Assignment 1: According to the article on pandemic simulation models, in which journal did the researchers publish their suggestion?
Assignment 2: Proceed with the article on pandemic simulation models, starting after its last sentence.

Text block:
________________________

A computer simulation used by public health officials to plan pandemic response overlooks the social disorder likely to follow such an event, suggest researchers this week in the Bulletin of the World Health Organization. Experts say evidence on how social groups might react is lacking, but even without them models can still be a useful tool in the early stages of an outbreak.

 

“The unpredictability of social order during disasters was not adequately addressed by simulation methods,” write Toomas Timpka, of Linköpings University in Sweden, and colleagues. “[E]ven minor disruptions of the social order may invalidate key infrastructural assumptions underpinning current pandemic simulation models.”

 

Computer models can help public health officials understand what effect interventions might have on the spread of an influenza virus during a pandemic. The simulations are designed to be flexible, enabling policy makers to replace assumptions with real data once they become available during an outbreak.

________________________

Data extracts:
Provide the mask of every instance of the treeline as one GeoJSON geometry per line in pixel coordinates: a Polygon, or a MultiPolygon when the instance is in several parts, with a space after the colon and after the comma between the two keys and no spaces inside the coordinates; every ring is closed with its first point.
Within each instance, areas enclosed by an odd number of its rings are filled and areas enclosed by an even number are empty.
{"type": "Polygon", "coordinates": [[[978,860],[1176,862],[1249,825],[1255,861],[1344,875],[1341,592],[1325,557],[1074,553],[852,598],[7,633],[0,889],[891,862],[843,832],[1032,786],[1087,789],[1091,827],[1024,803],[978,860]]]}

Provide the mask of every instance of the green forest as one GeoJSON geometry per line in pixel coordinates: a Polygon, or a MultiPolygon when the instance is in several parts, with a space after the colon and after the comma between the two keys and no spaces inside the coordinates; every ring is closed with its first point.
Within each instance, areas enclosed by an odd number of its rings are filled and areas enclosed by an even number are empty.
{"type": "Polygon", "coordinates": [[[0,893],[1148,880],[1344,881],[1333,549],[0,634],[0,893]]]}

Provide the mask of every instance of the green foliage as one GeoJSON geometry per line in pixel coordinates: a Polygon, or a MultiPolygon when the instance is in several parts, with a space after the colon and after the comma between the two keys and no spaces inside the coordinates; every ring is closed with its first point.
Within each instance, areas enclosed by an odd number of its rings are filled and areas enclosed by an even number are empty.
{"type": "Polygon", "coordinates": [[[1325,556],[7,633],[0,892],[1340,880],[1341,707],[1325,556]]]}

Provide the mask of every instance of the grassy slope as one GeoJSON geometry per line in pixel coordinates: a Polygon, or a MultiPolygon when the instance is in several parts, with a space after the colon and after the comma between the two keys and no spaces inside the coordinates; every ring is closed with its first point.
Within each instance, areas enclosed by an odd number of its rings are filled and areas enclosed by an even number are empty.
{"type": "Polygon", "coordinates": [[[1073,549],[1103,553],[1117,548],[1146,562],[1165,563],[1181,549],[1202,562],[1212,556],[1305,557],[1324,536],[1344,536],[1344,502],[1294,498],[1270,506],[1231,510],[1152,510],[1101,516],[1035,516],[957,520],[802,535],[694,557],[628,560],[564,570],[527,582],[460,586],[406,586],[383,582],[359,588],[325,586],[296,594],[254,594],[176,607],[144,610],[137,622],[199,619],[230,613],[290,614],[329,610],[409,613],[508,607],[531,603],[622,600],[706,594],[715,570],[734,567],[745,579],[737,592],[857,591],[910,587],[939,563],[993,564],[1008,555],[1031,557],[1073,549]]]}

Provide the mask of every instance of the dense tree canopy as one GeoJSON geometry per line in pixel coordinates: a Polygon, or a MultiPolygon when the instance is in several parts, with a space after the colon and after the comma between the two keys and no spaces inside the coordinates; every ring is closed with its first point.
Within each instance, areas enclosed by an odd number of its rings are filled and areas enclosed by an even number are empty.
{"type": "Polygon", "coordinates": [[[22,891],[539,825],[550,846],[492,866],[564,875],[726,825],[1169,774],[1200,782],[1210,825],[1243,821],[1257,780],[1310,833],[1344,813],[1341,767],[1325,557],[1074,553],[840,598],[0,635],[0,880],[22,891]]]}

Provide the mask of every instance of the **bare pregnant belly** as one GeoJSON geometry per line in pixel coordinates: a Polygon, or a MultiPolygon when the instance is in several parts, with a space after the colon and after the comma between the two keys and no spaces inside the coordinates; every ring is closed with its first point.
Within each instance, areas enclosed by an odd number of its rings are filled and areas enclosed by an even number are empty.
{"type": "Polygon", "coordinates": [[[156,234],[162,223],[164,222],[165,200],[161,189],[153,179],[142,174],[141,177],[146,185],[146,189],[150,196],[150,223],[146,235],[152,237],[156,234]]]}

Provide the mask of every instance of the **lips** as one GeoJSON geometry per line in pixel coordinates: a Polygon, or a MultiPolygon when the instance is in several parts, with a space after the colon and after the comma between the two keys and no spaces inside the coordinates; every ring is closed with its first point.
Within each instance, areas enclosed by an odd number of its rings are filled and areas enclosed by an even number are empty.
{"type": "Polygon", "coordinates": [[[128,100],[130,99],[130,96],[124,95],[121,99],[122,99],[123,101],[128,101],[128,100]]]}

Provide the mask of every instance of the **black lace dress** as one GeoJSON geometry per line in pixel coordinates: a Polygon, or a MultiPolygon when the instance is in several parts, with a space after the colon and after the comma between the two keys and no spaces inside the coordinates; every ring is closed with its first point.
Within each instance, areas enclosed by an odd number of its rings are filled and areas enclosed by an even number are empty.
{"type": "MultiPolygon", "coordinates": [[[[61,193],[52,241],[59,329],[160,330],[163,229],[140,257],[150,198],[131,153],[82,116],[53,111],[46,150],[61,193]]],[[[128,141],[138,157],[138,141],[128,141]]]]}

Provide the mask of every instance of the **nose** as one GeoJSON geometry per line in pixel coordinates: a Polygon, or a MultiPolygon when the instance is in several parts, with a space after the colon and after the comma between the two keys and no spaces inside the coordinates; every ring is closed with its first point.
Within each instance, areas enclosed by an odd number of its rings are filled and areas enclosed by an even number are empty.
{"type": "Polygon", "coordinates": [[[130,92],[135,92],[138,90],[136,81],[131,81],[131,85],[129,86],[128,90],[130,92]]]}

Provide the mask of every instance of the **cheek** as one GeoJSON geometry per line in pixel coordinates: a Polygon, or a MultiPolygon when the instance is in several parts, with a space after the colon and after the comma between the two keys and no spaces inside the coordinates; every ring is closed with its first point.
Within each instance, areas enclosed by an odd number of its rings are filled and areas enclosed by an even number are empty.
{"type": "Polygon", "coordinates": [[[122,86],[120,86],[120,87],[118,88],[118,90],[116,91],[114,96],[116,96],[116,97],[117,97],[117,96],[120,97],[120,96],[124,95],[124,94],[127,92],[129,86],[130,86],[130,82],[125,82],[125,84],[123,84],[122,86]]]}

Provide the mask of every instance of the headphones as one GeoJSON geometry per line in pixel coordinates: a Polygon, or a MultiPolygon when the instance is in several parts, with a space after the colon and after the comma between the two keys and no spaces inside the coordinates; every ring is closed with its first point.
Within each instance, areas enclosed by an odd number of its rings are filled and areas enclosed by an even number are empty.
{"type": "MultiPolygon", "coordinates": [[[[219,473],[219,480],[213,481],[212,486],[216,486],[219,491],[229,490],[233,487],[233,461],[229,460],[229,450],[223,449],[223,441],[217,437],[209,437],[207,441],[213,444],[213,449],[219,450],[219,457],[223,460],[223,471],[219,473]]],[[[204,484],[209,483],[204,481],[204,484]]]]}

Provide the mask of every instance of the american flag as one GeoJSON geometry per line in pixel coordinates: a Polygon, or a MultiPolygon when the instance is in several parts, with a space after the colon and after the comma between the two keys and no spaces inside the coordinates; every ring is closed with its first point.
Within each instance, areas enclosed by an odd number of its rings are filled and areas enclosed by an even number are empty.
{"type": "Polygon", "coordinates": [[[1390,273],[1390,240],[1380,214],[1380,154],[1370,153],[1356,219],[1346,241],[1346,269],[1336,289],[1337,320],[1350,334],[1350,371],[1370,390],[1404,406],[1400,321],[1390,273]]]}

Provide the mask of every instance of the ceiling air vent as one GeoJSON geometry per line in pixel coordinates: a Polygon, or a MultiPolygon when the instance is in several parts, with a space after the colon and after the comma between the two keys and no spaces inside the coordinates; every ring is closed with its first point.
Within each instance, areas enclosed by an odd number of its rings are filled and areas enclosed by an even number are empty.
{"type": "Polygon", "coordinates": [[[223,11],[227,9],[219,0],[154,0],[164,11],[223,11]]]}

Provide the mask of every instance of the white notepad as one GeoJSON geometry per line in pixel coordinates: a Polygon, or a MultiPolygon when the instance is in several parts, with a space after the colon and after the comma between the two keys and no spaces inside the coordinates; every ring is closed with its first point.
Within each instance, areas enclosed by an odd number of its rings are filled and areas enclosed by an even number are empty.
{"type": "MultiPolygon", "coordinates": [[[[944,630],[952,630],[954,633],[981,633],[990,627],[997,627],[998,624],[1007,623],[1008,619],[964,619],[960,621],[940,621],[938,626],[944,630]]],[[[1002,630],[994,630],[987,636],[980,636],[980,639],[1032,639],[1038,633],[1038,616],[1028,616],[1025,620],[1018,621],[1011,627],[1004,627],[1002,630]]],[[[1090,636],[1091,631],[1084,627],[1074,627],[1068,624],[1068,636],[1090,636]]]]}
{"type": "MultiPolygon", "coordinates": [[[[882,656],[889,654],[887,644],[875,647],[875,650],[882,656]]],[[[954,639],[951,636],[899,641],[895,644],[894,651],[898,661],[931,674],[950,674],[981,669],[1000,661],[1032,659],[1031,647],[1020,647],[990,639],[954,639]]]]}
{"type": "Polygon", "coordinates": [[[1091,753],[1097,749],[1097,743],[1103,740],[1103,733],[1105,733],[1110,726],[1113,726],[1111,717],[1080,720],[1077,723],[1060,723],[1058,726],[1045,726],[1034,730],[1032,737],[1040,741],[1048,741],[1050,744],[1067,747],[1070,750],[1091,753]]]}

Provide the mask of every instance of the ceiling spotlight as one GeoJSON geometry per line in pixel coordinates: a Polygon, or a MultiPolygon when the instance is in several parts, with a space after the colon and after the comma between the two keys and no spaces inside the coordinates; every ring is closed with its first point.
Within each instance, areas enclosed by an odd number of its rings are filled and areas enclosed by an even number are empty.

________________________

Task result 1: The Bulletin of the World Health Organization.

Task result 2:
To get a better understanding of the usefulness of these models, Timpka and colleagues ran a case-study simulation and invited nine experts, from different areas within the field of public-policy, to assess it. The model looked at what effect the distribution of antiviral drugs and public health interventions could have on the spread of influenza in an urban district of Sweden with a population of 140,000 people.

 

Predicting exactly how people will behave in the event of a pandemic is very difficult, say Timpka et al. During the outbreak of severe acute respiratory syndrome (SARS) in Toronto, disruptions to social order meant that quarantine compliance rates fell to 57%, they point out.

 

Alessandro Vespignani, from the Indiana University School of Informatics in the USA, says the public’s perception of risk during a major event is important to consider when modelling disease patterns in a population. “[But] we don’t have any data or quantitative research that shows how society will change [in the event of a pandemic],” he stresses.

 

How extensively social disruption might limit public health responses will depend on the country hit by a pandemic, Timpka tells EHTF News. “In certain parts of the world the population are very aware of the possibility of outbreaks, so the risk for social disorder and disruption is very low.”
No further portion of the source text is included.